- **TASK PROMPT**:
Copy the records below exactly as they are written.

- **GIVEN ENTRIES**:
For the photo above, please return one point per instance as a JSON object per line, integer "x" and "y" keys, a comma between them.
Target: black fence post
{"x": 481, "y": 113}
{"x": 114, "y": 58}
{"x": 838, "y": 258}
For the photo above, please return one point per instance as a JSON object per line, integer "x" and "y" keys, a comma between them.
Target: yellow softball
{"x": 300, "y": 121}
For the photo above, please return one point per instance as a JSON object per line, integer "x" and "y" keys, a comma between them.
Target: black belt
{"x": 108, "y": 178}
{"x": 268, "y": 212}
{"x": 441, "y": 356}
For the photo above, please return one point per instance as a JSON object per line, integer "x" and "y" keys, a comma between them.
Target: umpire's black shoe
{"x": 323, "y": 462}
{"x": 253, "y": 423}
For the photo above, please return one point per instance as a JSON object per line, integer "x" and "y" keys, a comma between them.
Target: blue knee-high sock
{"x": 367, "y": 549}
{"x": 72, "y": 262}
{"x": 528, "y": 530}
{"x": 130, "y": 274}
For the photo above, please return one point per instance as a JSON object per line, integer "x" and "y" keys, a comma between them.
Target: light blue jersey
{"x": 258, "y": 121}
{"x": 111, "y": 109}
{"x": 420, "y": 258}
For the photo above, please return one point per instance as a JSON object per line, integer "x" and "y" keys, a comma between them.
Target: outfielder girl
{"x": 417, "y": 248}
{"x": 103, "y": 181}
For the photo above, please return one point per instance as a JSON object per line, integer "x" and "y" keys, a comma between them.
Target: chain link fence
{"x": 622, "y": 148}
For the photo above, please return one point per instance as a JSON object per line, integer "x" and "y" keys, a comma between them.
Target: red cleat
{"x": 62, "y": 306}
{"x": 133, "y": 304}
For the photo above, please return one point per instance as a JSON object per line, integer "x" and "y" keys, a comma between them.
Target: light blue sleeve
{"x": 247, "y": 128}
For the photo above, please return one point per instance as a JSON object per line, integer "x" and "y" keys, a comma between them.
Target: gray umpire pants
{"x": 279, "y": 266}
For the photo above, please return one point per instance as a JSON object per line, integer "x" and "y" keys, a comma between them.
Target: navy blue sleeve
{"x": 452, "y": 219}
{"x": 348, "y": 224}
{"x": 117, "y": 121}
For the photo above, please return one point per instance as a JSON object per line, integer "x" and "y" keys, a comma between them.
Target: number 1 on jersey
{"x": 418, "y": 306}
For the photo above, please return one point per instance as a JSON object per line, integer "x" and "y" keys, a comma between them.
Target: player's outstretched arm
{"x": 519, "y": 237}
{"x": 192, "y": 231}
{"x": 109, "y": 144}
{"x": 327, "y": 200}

- **SOLUTION TO THIS TASK**:
For the photo above, please return one point per instance as a JSON object per line, integer "x" and "y" keys, a comma between them.
Target: black fence post
{"x": 481, "y": 113}
{"x": 114, "y": 58}
{"x": 838, "y": 258}
For the photo above, please return one point per instance as a JSON object per line, integer "x" and "y" keys, a comma between them.
Target: yellow softball
{"x": 300, "y": 121}
For the photo above, please return one point per instance as a JSON object per line, integer "x" and "y" keys, a comma between them.
Target: black belt
{"x": 108, "y": 178}
{"x": 268, "y": 212}
{"x": 441, "y": 356}
For the photo above, please return one point per instance as a JSON object per line, integer "x" and "y" keys, a comma between them.
Target: umpire's black shoe
{"x": 323, "y": 462}
{"x": 253, "y": 423}
For the photo above, please return one point per instance as a JSON object per line, integer "x" and "y" keys, a comma between them.
Target: blue knee-high sock
{"x": 367, "y": 549}
{"x": 72, "y": 262}
{"x": 528, "y": 530}
{"x": 130, "y": 274}
For the photo above, please return one point per instance as a JSON object per line, integer "x" and "y" keys, a comma between them.
Target: light blue jersey
{"x": 258, "y": 121}
{"x": 111, "y": 109}
{"x": 420, "y": 258}
For the photo above, please return one point per instance as a JSON object per line, integer "x" and "y" keys, a comma between them.
Target: outfielder girl
{"x": 417, "y": 248}
{"x": 103, "y": 181}
For the photo above, please return one point per instance as a JSON object per line, integer "x" and "y" keys, a comma between them.
Target: chain link fence
{"x": 622, "y": 148}
For the photo above, please return one point per instance as a JSON object per line, integer "x" and "y" keys, a comma between them.
Target: red cleat
{"x": 62, "y": 306}
{"x": 133, "y": 304}
For the photo above, please return one point per instance as a JSON object per line, integer "x" and "y" keys, a comma between them.
Target: light blue sleeve
{"x": 247, "y": 128}
For the photo above, please return one point per instance as a JSON object per line, integer "x" and "y" keys, a comma between them.
Target: gray umpire pants
{"x": 279, "y": 266}
For the photo above, please return one point per instance as a JSON object per line, integer "x" and "y" keys, a comma between them.
Target: navy blue sleeve
{"x": 452, "y": 219}
{"x": 348, "y": 224}
{"x": 117, "y": 121}
For the photo above, please return one point per instance as a JSON object per line, integer "x" and "y" keys, a comma between them.
Target: number 1 on jersey
{"x": 418, "y": 306}
For the photo above, please return one point per instance as a JSON object per line, integer "x" and "y" keys, a comma between them.
Target: player's outstretched arm
{"x": 519, "y": 237}
{"x": 192, "y": 231}
{"x": 109, "y": 144}
{"x": 327, "y": 200}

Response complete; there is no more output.